-- BEGIN EXCERPTED TEXT --

Monday, January 26, 2009

Court Defines Felons Ineligible To Vote

Article II, Section 4 requires the Legislature to “provide for the disqualification of electors while mentally incompetent or imprisoned or on parole for the conviction of a felony.” Elections Code Section 2101 implements that requirement, and provides that “[a] person entitled to register to vote shall be a United States citizen, a resident of California, not in prison or on parole for the conviction of a felony, and at least 18 years of age at the time of the next election.”

-- END EXCERPTED TEXT --
-- BEGIN MATERIAL SUPPLIED --

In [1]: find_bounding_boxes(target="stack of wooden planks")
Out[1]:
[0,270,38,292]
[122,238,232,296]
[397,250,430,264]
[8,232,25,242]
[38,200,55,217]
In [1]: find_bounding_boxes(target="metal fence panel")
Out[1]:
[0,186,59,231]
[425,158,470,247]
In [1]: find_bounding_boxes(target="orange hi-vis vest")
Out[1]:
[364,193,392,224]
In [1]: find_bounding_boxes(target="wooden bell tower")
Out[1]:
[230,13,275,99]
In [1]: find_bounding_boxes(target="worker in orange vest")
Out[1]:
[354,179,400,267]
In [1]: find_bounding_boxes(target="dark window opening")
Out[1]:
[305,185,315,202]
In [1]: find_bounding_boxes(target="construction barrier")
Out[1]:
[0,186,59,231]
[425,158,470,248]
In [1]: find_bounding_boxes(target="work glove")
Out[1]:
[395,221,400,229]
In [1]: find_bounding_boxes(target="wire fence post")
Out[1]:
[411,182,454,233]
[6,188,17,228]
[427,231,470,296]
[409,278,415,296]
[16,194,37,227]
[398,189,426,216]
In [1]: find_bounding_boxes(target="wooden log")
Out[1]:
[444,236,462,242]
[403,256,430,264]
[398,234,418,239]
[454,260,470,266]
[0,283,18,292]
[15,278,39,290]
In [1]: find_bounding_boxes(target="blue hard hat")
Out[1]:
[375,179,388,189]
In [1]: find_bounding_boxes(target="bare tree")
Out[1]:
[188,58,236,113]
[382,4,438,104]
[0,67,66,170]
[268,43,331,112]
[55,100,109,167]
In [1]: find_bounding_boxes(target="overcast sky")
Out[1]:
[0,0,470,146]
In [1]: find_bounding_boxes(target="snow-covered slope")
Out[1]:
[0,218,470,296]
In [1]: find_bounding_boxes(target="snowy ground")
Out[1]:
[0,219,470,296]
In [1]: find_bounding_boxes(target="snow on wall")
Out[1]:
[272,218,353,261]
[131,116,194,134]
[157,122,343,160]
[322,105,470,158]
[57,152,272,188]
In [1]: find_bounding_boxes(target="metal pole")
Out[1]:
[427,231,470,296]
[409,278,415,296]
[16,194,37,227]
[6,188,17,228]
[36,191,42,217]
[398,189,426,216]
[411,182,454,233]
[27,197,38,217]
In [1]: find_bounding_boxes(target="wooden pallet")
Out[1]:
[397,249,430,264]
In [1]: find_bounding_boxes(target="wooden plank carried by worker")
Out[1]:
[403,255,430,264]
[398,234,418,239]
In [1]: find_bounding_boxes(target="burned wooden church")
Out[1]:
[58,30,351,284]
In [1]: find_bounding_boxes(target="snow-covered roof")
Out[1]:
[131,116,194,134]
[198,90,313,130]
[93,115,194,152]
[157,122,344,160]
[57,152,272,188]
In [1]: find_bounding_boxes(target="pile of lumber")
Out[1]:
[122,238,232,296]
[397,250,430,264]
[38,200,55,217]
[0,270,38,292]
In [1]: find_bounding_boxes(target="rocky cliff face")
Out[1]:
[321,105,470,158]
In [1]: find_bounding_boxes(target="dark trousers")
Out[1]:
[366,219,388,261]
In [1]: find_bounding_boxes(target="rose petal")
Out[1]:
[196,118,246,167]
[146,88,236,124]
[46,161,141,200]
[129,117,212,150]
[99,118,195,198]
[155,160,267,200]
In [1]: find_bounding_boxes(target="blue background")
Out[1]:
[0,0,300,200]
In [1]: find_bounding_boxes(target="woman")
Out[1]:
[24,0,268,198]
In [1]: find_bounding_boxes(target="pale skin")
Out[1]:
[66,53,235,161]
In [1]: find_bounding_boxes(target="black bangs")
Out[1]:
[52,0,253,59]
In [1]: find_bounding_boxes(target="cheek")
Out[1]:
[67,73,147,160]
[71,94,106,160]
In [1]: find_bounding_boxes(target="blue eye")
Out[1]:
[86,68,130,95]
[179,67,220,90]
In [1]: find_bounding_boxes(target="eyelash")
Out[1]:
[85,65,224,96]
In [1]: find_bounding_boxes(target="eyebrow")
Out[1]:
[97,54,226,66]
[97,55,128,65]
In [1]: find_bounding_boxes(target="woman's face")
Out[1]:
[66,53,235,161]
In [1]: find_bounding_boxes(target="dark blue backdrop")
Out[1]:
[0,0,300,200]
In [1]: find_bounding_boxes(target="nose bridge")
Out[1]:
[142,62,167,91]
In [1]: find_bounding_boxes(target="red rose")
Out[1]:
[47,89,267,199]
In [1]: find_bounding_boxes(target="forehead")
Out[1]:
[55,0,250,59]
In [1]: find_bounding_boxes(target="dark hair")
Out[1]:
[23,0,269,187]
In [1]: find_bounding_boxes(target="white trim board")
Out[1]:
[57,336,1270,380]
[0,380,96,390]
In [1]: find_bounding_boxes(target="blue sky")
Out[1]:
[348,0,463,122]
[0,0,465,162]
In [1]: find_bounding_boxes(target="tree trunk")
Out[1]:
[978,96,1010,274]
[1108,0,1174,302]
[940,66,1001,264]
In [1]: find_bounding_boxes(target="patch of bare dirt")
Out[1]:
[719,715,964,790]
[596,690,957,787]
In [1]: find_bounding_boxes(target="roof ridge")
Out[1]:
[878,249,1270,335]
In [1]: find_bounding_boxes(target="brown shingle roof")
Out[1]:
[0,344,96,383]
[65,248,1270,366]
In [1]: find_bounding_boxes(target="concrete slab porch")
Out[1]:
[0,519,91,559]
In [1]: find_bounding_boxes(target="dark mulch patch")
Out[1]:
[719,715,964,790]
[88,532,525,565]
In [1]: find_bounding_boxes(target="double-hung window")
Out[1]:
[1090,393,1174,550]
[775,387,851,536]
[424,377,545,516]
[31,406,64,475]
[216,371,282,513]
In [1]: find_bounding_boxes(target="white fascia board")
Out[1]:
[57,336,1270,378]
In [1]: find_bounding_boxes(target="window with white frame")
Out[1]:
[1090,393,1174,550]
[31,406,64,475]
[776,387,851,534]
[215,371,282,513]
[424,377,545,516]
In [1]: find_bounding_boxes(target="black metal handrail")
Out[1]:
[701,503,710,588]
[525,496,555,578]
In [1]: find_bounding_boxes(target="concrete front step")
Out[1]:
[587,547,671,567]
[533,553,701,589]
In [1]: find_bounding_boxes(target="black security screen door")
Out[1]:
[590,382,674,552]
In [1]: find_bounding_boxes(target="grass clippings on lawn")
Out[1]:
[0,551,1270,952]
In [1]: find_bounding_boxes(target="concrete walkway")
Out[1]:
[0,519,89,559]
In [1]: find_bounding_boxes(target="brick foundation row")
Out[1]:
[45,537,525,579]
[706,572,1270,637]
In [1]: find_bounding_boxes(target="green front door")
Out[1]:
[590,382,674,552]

-- END MATERIAL SUPPLIED --

* _EXERCISE REQUIREMENTS_:
a) According to the post on felon voting eligibility, what qualifications does Elections Code Section 2101 set for a person entitled to register to vote?
b) Carry the post on felon voting eligibility forward from its last sentence.

* _ANSWERS PROVIDED_:
a)
- A United States citizen
- A resident of California
- Not in prison or on parole for the conviction of a felony
- At least 18 years of age at the time of the next election

b)
But what is a "felony" for purposes of this provision? In Legal Services for Prisoners with Children v. Bowen (here), the Court of Appeal rejected the petitioners' contention that disenfranchising felonies were limited to felonies at common law. Interestingly, though, the court did not discuss the history of the California Constitution or Elections Code Section 2101. Instead it focused on Section 2 of the Fourteenth Amendment, which exempts from the Equal Protection Clause found in Section 1 disenfranchisement for "participation in . . . crime." And it also explained why the limitation urged by Petitioners would be bad public policy: "If Petitioners’ argument were accepted, it would mean that someone convicted of larceny, a felony at common law, would not be allowed to vote, however modest the take. But the defendants in People v. Schoenfeld (1980) 111 Cal.App.3d 671, serving life sentences for kidnapping 27 children and burying them in a school bus for 28 hours, would. As would the serial child molester. And the drug kingpin. If that manifests a worthy public policy, it comes in a novel guise."

1 comment:

Tiffany said...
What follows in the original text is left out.